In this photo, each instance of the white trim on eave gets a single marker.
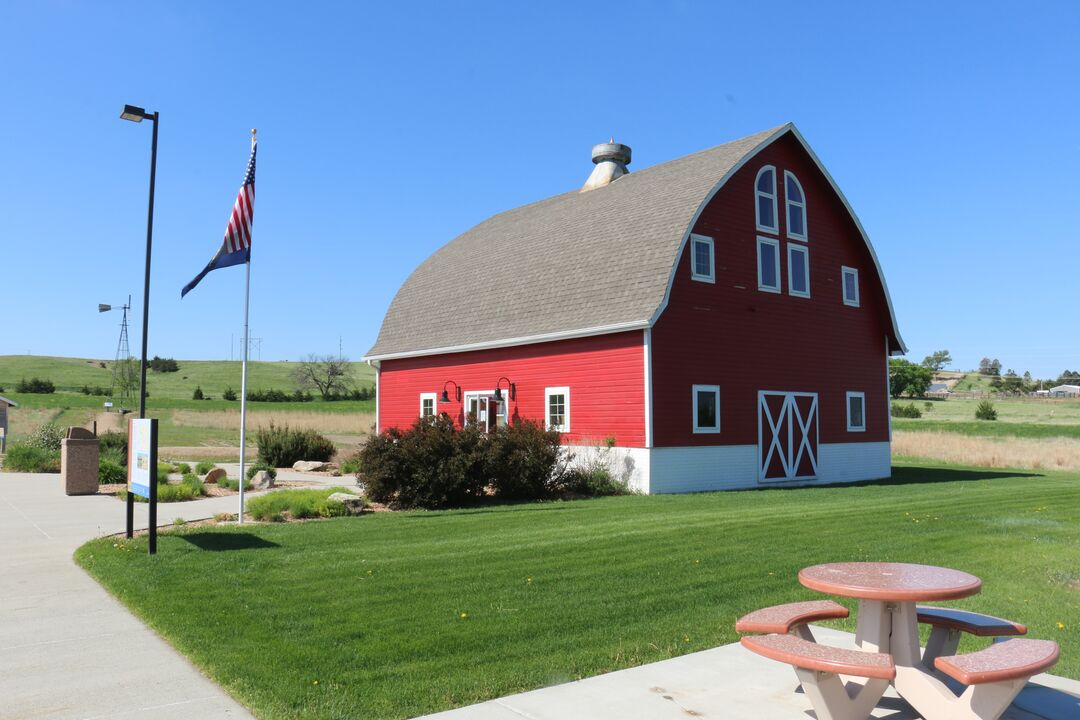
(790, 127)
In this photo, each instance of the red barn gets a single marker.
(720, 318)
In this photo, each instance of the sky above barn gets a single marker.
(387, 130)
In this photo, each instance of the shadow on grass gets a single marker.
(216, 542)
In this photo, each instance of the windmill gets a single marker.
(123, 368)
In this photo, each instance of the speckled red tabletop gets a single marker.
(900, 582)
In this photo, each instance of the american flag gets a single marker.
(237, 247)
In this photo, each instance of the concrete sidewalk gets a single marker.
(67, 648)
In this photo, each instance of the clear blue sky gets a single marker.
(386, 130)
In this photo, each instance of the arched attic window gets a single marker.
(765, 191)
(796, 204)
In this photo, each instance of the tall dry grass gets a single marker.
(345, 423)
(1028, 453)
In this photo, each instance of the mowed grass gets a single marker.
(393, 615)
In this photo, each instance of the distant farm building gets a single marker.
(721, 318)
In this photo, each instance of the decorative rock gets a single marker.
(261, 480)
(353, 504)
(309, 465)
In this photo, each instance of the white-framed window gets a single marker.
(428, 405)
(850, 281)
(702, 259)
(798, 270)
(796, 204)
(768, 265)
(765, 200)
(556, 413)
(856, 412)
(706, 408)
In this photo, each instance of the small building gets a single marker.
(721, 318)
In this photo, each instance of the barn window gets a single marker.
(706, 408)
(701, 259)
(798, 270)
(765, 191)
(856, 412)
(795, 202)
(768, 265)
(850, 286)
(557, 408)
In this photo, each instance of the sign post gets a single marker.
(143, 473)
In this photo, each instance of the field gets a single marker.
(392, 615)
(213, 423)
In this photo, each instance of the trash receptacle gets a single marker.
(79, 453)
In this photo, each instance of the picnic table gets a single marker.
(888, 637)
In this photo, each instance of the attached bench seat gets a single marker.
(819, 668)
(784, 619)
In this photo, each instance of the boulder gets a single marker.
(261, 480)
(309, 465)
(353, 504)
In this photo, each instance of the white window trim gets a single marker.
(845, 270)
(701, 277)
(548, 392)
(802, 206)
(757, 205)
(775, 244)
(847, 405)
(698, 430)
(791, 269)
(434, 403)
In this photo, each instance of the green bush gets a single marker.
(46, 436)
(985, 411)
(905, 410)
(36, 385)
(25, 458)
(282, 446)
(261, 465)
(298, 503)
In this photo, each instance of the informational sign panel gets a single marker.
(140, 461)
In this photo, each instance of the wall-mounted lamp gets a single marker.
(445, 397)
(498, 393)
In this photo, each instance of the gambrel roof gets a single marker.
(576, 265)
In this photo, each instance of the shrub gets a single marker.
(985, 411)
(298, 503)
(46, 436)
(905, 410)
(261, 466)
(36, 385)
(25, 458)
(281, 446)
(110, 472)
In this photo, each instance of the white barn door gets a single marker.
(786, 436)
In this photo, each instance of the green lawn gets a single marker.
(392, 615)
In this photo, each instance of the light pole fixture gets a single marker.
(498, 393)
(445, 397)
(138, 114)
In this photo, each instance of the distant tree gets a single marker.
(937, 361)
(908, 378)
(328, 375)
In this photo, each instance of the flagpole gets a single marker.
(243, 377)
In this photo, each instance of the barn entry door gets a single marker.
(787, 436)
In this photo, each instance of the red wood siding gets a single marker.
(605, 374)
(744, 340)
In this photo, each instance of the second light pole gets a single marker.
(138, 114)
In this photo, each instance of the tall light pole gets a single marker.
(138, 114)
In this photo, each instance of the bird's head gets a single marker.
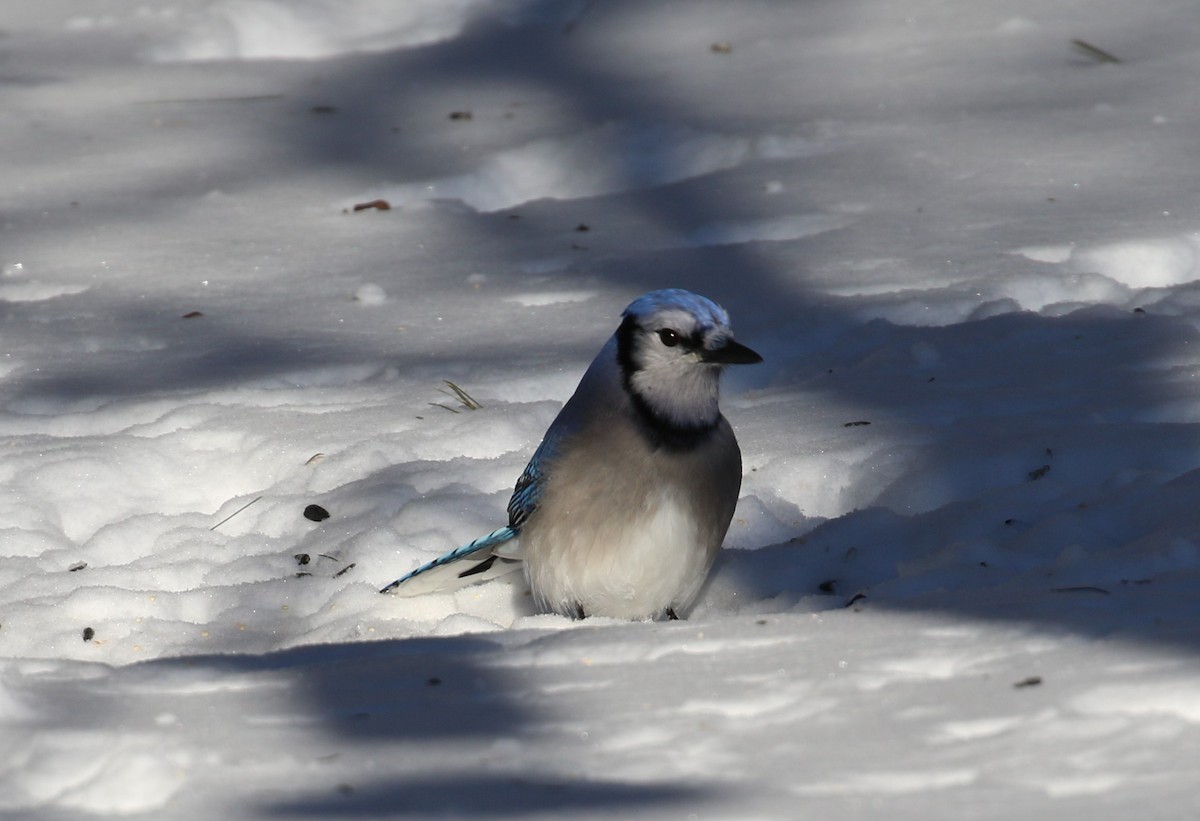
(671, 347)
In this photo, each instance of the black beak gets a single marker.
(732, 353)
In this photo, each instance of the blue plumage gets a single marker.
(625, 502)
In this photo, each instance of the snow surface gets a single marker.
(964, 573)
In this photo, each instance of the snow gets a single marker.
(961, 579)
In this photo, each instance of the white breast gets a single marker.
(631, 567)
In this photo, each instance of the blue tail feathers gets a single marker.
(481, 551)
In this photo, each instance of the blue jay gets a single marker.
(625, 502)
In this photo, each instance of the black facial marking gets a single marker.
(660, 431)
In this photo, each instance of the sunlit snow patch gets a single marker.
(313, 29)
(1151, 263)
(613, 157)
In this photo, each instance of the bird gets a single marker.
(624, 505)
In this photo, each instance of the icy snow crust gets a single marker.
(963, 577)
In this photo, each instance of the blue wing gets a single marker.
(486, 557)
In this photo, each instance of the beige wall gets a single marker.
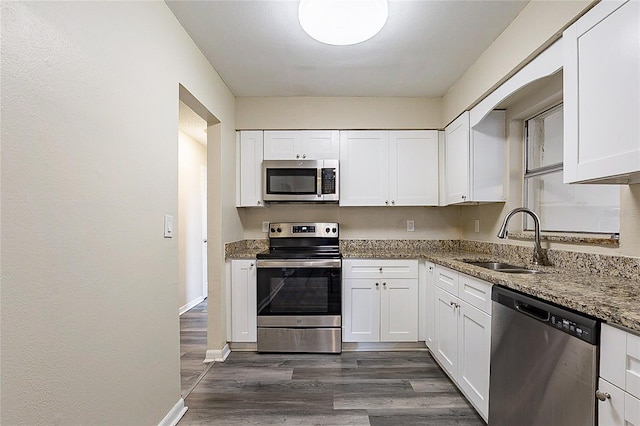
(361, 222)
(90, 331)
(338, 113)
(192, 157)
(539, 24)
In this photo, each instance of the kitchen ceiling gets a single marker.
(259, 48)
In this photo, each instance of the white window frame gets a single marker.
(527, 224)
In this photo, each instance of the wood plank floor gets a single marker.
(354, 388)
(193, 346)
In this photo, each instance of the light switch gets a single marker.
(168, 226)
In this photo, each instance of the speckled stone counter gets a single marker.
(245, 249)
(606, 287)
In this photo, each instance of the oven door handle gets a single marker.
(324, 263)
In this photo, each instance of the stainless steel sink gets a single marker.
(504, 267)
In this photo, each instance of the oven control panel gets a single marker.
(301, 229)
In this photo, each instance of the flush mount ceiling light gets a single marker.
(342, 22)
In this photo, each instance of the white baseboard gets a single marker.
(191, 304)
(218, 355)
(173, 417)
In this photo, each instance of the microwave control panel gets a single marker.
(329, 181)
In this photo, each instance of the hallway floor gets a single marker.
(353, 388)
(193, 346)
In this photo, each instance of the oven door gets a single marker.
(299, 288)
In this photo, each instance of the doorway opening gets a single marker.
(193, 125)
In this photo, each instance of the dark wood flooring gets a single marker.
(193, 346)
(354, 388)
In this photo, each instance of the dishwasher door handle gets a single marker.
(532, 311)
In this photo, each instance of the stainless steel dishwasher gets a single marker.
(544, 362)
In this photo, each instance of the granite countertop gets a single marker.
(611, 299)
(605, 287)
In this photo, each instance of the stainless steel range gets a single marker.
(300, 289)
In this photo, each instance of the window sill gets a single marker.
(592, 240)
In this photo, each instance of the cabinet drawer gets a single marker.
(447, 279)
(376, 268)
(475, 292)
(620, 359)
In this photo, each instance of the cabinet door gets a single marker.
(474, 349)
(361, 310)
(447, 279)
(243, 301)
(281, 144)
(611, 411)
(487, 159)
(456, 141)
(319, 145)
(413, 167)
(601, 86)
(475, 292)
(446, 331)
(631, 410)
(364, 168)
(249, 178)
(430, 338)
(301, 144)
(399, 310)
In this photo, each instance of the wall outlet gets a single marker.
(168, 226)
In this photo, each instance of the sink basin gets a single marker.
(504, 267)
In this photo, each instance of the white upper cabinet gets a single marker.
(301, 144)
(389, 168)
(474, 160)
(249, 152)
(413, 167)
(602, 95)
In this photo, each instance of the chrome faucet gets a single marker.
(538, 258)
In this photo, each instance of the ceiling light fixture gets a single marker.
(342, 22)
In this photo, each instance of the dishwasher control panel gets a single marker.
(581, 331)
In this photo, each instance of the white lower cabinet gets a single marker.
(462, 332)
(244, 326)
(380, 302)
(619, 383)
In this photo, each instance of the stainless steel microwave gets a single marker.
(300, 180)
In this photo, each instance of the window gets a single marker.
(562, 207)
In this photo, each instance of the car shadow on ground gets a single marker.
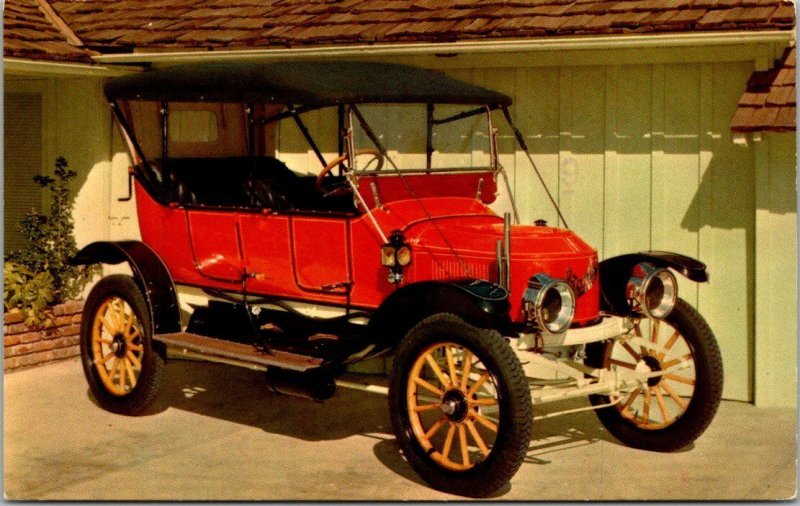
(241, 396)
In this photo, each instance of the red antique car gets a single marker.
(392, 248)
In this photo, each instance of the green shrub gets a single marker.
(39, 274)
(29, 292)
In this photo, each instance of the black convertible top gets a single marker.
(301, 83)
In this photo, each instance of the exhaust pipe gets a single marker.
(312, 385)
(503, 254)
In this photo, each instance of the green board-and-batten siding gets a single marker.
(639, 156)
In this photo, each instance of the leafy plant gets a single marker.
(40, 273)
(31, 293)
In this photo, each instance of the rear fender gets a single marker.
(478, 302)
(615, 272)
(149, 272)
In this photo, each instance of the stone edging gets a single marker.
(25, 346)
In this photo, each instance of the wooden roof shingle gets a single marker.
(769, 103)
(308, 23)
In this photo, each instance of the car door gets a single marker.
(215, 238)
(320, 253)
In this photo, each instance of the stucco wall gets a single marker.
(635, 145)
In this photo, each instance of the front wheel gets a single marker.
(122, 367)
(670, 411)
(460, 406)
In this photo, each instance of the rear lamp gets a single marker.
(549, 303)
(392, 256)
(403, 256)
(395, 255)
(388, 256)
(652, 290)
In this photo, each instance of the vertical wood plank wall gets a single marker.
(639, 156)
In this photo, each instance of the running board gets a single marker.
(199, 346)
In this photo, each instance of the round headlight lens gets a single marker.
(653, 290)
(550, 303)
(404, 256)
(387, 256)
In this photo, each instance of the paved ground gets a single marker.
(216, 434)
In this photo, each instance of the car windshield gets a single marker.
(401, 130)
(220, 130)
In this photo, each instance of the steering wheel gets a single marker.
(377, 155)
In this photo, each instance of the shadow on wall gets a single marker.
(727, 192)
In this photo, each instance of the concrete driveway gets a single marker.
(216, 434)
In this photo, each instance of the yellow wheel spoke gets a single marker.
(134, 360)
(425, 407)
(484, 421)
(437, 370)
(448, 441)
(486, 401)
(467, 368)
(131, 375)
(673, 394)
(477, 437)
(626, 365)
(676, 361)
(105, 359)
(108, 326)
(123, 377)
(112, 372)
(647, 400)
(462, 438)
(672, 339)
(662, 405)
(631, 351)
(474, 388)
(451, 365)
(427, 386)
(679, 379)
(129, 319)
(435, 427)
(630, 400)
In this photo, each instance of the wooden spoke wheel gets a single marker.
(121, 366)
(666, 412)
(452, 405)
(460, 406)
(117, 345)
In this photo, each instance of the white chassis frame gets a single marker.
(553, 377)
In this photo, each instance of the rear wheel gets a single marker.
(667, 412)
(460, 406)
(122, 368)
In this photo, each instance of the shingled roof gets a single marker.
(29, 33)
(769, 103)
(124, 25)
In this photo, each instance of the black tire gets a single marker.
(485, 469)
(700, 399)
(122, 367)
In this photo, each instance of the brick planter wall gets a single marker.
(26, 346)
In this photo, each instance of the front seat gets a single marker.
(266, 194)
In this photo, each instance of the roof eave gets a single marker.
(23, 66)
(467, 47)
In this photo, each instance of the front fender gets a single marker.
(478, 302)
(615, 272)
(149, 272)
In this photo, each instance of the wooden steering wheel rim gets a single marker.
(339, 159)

================

» Problem description: Start at the line holding "In this photo, each instance of the rear wheel" and retype each line through the end of the material above, both included.

» Answer section:
In this photo, each instance of the rear wheel gets a single marker.
(667, 412)
(460, 406)
(122, 368)
In this photo, each instance of the shingled roof gets a single marker.
(29, 33)
(769, 103)
(124, 25)
In this photo, each instance of the black tire gets a single marker.
(485, 469)
(700, 399)
(122, 367)
In this photo, each instance of the brick planter wall gets a single marker.
(26, 346)
In this photo, each instance of the front seat gets a single marker.
(266, 194)
In this photo, each instance of the roof eave gets a single marker.
(23, 66)
(467, 47)
In this photo, each instance of the front fender gets a single marker.
(478, 302)
(615, 272)
(149, 272)
In this photo, each instance of the wooden steering wheel rim gets a single marker.
(339, 159)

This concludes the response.